- [WORK TO BE COMPLETED] Where a picture appears, skip it; print everything else in the records exactly as it stands.

- [RECORDS TO PROCESS]
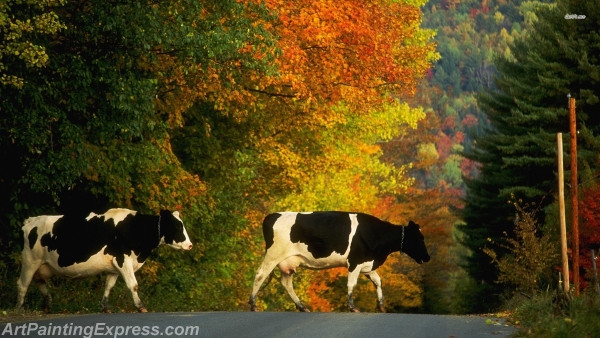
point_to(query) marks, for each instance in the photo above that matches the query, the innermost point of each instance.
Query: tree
(516, 154)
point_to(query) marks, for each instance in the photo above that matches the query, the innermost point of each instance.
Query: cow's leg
(41, 277)
(286, 281)
(374, 277)
(128, 274)
(111, 279)
(352, 280)
(262, 273)
(41, 283)
(27, 272)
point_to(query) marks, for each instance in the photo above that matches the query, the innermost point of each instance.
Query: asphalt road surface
(260, 324)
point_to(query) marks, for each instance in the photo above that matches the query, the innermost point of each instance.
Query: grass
(554, 314)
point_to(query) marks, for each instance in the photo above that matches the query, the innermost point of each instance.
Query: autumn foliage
(225, 110)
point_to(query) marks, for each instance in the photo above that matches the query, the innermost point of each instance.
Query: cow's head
(414, 243)
(172, 230)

- [TASK RESPONSE]
point_to(query) marks, for each instance in the photo above that matches the query, the innermost point of each instance.
Query: tree
(516, 154)
point_to(query) marks, for each instance in the photo above that matches the query, the innermost point of each instance.
Query: cow's leg
(41, 277)
(286, 281)
(374, 277)
(128, 274)
(111, 279)
(352, 280)
(262, 273)
(41, 283)
(27, 272)
point_to(query) marks, for each instance in the photo above that matches the query, the innermost point of each instance.
Query: asphalt road surface
(260, 324)
point_to(query) marks, for each instance in the photo above that matches the query, the innermost point of each instance.
Query: grass
(554, 314)
point_to(query) marks, for each instance in the photo above that matches the query, the innermost point of each instance.
Query: autumn foliage
(225, 110)
point_to(query) marks, for each instance in the photo above that matches the query, the innermost point of each instance.
Query: cow's head
(414, 243)
(172, 230)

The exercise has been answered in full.